EXTRACT ▸
Did you know that your intestinal tract is actually part of your immune system? If you find yourself catching every cold and flu bug going around, it may be that you need to strengthen your digestive system to get your immune system working better for you. We usually pay attention to our gut health when we are constipated or have diarrhea, but if the digestive system is not in peak condition then neither is the immune system.
A Look At the Digestive System
Your digestive system begins at the mouth as soon as you begin chewing food. Chewing is actually the first process in breaking food down for the body to use as fuel and nutrition. Digestive enzymes such as amylase in the saliva of your mouth also help in this breakdown process and the mouth itself is able to absorb many of the nutrients your body needs. After the mouth has done its job, food continues down the esophagus and on to the stomach. In the stomach, the food is broken down even more by mixing with enzymes like pepsin and acid. This is where proteins are broken down into polypeptides and amino acids. From there the food travels to the small intestine where it is broken down even more by the 100 trillion or so microorganisms found there. The liver then adds in bile and the pancreas adds digestive enzymes. The villi along the small intestinal tract take out nutrients from the food at this point and move them into the bloodstream. Digested food now passes through the ileocecal valve to get to the large intestine. Here any additional digestion needed is accomplished, water is absorbed from the digested food and anything not needed is discarded as waste.

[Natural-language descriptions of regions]
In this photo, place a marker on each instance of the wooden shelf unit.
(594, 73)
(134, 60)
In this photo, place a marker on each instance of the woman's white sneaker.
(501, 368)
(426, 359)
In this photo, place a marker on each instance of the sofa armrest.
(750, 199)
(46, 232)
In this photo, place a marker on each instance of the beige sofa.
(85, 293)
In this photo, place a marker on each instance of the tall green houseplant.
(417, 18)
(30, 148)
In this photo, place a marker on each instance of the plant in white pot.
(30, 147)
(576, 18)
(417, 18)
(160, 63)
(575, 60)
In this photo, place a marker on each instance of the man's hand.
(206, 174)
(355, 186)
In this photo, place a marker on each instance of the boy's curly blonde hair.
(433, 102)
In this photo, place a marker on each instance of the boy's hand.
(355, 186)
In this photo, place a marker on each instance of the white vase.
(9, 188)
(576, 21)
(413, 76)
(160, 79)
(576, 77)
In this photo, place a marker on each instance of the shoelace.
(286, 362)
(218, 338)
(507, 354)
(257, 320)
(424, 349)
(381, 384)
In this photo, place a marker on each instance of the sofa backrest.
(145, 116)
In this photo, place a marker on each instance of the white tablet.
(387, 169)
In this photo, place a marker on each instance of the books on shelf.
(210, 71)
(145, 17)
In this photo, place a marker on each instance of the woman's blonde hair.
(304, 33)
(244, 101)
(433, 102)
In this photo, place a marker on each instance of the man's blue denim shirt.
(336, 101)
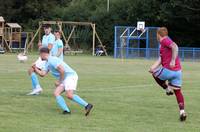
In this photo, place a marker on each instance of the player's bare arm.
(155, 65)
(174, 54)
(39, 44)
(50, 46)
(60, 50)
(40, 72)
(61, 70)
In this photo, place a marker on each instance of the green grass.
(125, 97)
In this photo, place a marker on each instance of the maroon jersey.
(166, 55)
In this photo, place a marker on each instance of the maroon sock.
(179, 98)
(160, 82)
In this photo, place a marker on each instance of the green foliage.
(180, 16)
(124, 94)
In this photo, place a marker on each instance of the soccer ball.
(22, 58)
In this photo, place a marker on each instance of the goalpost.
(69, 29)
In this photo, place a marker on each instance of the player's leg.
(175, 84)
(161, 76)
(36, 88)
(60, 100)
(70, 95)
(70, 85)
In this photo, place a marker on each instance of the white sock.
(182, 111)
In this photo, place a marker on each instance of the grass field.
(125, 97)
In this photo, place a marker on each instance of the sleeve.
(56, 62)
(167, 42)
(60, 44)
(46, 67)
(51, 39)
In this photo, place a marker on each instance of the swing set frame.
(68, 38)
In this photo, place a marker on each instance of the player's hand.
(39, 44)
(172, 64)
(58, 83)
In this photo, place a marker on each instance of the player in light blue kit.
(57, 49)
(66, 81)
(47, 41)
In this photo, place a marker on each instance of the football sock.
(79, 100)
(35, 81)
(179, 98)
(61, 102)
(161, 82)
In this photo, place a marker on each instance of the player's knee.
(69, 95)
(30, 71)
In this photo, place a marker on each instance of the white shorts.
(39, 63)
(70, 82)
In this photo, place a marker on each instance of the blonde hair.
(162, 31)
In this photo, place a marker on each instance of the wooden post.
(93, 39)
(63, 35)
(28, 46)
(70, 35)
(39, 33)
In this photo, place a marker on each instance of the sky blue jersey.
(46, 39)
(52, 65)
(57, 44)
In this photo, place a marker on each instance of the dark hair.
(46, 25)
(44, 50)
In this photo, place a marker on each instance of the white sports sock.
(182, 111)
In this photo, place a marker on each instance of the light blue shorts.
(174, 78)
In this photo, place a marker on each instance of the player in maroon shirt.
(167, 69)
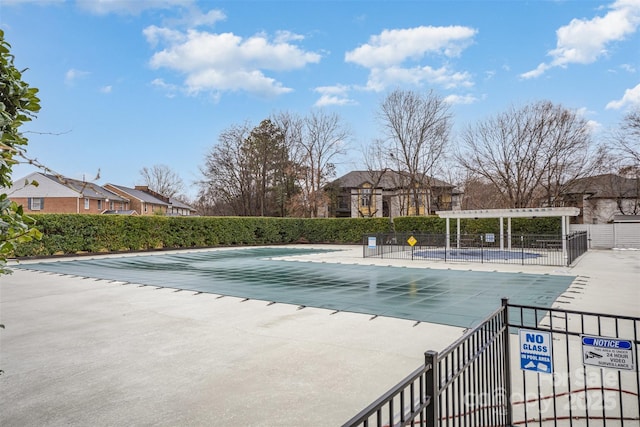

WORK ORDER ▸
According to the text on digestion, what do the villi along the small intestinal tract do?

REPLY ▸
They take nutrients out of the food and move them into the bloodstream.